• [Exercise] Copy the rows starting at the line containing "Mark the hotel building with coordinates." and ending at the line containing "[0,0,128,101]", keeping each request line unchanged and adding 122 to every coordinate in the bounding boxes. Apply this only to those rows.

• [Supplied material]
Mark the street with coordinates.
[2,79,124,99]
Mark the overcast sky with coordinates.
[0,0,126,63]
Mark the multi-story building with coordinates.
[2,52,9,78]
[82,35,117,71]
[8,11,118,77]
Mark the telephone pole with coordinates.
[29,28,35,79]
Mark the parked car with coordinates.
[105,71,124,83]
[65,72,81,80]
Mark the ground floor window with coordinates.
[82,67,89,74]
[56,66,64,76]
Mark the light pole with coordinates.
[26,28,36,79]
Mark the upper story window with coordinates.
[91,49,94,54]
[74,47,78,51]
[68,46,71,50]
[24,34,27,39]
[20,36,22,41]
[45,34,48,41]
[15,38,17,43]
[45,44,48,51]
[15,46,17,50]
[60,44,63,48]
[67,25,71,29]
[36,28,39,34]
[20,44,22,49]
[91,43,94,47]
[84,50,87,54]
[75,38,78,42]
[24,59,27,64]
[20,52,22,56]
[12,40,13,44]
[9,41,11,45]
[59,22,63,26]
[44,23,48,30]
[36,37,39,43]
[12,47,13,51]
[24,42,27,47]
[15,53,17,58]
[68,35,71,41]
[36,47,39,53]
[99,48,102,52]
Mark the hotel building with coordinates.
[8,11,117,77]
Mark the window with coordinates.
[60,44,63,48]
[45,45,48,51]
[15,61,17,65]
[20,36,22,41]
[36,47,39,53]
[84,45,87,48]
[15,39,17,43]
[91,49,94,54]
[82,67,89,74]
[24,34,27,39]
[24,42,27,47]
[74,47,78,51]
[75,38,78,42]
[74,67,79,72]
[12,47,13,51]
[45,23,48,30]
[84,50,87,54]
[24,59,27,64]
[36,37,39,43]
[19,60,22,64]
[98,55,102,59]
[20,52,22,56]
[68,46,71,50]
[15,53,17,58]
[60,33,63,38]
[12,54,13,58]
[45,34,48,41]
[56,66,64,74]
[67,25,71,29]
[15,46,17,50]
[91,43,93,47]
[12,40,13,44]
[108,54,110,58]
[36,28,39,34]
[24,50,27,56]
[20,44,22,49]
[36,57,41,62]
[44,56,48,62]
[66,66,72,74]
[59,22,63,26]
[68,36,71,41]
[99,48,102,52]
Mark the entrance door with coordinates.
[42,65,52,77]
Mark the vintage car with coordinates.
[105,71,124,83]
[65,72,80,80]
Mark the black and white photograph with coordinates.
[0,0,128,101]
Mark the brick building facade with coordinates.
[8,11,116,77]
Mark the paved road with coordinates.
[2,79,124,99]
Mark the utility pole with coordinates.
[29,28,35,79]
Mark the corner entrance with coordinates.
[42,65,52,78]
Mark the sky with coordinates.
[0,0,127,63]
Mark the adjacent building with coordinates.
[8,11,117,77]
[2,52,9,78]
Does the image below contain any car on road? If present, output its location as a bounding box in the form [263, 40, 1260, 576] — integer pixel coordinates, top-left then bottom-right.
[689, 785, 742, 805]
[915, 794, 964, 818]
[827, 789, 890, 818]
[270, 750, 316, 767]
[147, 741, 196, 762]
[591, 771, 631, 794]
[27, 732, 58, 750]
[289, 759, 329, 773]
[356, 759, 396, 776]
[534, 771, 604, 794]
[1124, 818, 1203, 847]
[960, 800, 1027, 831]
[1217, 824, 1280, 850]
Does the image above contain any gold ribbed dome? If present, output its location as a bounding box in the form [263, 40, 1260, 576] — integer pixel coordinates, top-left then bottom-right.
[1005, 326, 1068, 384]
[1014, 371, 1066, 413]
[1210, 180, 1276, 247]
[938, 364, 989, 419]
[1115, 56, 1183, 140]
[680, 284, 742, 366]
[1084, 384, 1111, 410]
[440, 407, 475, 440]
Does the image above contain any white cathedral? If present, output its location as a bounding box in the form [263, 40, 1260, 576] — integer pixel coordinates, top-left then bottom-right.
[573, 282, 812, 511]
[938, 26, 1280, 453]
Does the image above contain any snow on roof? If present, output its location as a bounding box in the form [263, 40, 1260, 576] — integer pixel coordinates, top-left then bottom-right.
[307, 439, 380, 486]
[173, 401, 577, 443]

• [The response]
Mark the hotel building with coordinates.
[130,133,239,199]
Mark the window with coordinates.
[182,166,185,170]
[167,167,170,173]
[137,183,139,187]
[142,158,144,163]
[158,169,161,175]
[206,167,209,170]
[137,161,139,165]
[213,171,216,176]
[204,189,211,196]
[146,156,149,161]
[146,164,149,169]
[196,169,200,173]
[197,160,200,164]
[196,189,201,194]
[134,169,135,173]
[167,145,170,152]
[206,172,209,176]
[146,181,149,186]
[158,159,161,165]
[141,182,144,186]
[220,177,224,181]
[142,174,144,178]
[190,168,193,172]
[137,175,139,180]
[182,155,185,160]
[134,176,135,180]
[167,156,170,163]
[178,188,186,196]
[189,147,193,151]
[137,168,139,172]
[213,165,215,169]
[134,162,135,166]
[230,176,232,180]
[158,150,161,156]
[146,172,149,178]
[142,166,144,171]
[158,179,163,184]
[166,178,170,184]
[188,188,194,196]
[181,144,185,148]
[190,158,193,163]
[221,170,224,174]
Mark the entrance door with coordinates.
[164,187,174,199]
Mark the vintage car with coordinates.
[227,193,246,205]
[187,194,202,202]
Mark the black and white photograph with coordinates.
[122,122,250,223]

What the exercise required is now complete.